17. Coming to the merit of detention, we find that the detenu was released from Jail on 11.12.1996. As per preamble to the grounds of detention, as discussed, he was very active in the Jail. Shri Jadhav - Jail Superintendent of Yerwada with his affidavit, filed a News item dated 18.6.1993 of Marathi Daily 'Sakal' which has reported that in the Yerwada, the Jail Administration has provided to the Detenu the luxury of five star Hotel. The News item also focussed on various aspects of mal-administration of Jail Authorities. The News item particularly reported according to many Police Officers, the detenu feels more safe inside the Jail than outside. The surprising aspect is that the detenu feels unsafe outside. It is reported to us that he applied for security and in absence thereof, he did not propose to move out of Jail. He also filed W.P.No.77/97 to seek necessary protection. Shri Narvane in his say made a disclosure in para 4 that on 11.5.1994 one Girish Nandlal Thakkar alias Bharatkumar Mehta, ex-convict attempted to meet Arun Gawli in Yerwada Central Prison with ulterior motive. It is deposed that their plan was upset by Shri Narvane. He further records that this goes to show that a close watch was being kept on Arun Gawli. Along with his say, he has filed document, marked as Exhibit 'F'. This is a letter from Inspector General of Prisons to the Commissioner of Police. It is stated in the letter that said Thakkar was planning to murder Arun Gawli and for that purpose, they wanted to manage entry in Yerwada Prison by committed some type of crime. Due to intervention of this Officer, they could not succeed in their plan. Even appreciating the steps taken, they were more to protect Arun Gawli from his rivals. Even if the steps taken are laudable, no explanation is given to us as to what steps were taken by these Officers to save public from Arun Gawli.

It is thus crystal clear that coming out of Jail was not safe for the detenu. He apprehends danger to his life outside. It raises a question viz. remitting back the detenu in Jail by the impugned order dated 20.2.1997 is to whose benefit? Shri Narvane, Inspector General of Prisons, has made a specific disclosure in his say that the Bombay Police as more interested in keeping Arun Gawli behind the bars than expeditiously disposing of the cases. Shri Apte, the learned Additional Advocate General tried to urge that with this background, to keep the detenu outside the Jail is still more dangerous and harmful. This submission is hypothetical and not considered to be germane for recording subjective satisfaction by the Detaining Authority.

18. The detention is founded on four incidents, (i) two of them relate to harbouring dreaded criminals and (ii) two relate to criminal intimidation for extortion of money. Mr. Apte, the learned Additional Advocate General, relying on the decisions, (1) in the case of Sharad Kumar Tyagi Vs. State of Uttar Pradesh and others, reported in (1989) 1 Supreme Court Cases, 736; (2) in the case of Smt. Jaya Daniel Lobo Vs. A. S. Samra and others, reported in 1994 Criminal Law Journal, Page 2443; and (3) in the case of Shri Mohan Vithal Takire Vs. Shri Satish Sahney and others, reported in 1997 All Maharashtra Law Reporter (Criminal), page 28, urged that the incidents have impact on public order and therefore that has warranted detention of Arun Gawli under National Security Act.

● **Data section**:
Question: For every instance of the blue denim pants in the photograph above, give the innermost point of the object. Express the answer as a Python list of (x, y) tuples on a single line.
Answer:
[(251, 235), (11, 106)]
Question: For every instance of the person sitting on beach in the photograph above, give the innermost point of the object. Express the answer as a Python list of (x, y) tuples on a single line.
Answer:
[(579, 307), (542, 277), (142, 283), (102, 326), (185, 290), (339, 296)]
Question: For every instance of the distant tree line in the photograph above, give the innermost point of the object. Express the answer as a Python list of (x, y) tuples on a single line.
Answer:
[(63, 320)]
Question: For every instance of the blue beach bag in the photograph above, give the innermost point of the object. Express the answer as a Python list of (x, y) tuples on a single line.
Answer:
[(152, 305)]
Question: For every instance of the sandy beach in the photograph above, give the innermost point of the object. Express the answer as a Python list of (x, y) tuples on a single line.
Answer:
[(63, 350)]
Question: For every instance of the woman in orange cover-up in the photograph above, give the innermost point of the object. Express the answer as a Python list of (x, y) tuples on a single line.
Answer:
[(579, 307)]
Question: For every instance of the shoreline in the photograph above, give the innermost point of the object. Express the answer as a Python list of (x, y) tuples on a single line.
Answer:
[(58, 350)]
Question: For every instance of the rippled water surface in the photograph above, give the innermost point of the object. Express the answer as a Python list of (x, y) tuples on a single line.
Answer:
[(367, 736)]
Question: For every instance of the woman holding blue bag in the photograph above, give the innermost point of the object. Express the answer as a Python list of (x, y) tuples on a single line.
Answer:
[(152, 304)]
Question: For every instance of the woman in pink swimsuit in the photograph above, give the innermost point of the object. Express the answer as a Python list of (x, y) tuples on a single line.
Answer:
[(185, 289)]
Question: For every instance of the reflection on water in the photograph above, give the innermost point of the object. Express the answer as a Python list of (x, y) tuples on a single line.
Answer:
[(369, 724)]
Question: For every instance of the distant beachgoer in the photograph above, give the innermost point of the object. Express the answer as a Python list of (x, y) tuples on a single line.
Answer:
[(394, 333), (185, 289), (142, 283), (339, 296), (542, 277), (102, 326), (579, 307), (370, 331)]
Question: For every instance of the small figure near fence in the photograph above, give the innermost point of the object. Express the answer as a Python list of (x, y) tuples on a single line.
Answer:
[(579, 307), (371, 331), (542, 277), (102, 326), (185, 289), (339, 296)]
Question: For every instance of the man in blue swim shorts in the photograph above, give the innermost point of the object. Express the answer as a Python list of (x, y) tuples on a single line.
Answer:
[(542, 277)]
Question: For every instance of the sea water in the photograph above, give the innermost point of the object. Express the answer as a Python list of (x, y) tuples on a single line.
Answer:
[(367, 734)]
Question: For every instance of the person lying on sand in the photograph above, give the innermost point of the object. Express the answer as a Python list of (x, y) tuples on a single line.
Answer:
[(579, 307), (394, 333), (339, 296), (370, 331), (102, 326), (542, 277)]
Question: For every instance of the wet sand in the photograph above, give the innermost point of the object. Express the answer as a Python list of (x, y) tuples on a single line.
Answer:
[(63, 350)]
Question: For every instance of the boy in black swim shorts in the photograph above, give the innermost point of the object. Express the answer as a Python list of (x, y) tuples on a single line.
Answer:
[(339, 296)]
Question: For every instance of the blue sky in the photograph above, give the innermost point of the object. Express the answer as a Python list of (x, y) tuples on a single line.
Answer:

● **What the exercise asks**:
Answer these questions from the judgment extract.
(a) On what date was the detenu released from jail?
(b) What is the date of the impugned order that sent the detenu back to jail?
(c) On how many incidents is the detention founded, and what kinds are they?

● **Solved exercise**:
(a) 11.12.1996.
(b) 20.2.1997.
(c) Four incidents: two relate to harboring dreaded criminals and two relate to criminal intimidation for extortion of money.